■ **Your task**: Exactly how many lines in this material contain the string "finial"? Reply with the number alone.
== Segment start ==
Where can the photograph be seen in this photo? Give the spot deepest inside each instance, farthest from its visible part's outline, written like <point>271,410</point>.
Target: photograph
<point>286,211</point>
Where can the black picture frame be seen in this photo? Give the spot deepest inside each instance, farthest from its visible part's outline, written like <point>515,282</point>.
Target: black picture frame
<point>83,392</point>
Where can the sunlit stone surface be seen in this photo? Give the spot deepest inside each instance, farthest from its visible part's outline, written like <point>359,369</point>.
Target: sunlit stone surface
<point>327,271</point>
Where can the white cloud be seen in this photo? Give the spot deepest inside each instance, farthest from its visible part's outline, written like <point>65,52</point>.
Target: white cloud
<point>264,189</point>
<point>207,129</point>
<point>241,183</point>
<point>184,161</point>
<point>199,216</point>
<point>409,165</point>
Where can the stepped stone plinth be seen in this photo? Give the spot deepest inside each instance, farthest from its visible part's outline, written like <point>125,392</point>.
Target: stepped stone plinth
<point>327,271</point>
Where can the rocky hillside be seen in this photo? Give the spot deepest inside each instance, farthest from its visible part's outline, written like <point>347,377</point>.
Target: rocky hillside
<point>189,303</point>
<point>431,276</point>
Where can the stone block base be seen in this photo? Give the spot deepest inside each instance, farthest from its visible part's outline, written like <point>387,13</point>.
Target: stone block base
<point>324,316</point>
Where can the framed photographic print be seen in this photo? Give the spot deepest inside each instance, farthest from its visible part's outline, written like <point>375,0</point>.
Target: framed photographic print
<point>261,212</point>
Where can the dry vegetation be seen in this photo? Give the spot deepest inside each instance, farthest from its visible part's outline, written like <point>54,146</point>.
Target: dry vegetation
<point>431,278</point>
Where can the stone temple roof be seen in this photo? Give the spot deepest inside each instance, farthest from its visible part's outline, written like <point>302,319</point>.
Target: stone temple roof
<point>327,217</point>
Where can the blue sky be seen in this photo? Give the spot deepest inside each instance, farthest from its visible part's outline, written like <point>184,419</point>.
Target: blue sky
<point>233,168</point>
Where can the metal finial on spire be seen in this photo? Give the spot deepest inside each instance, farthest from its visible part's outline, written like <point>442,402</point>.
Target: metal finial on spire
== Segment end ==
■ **Response to the exercise**: 2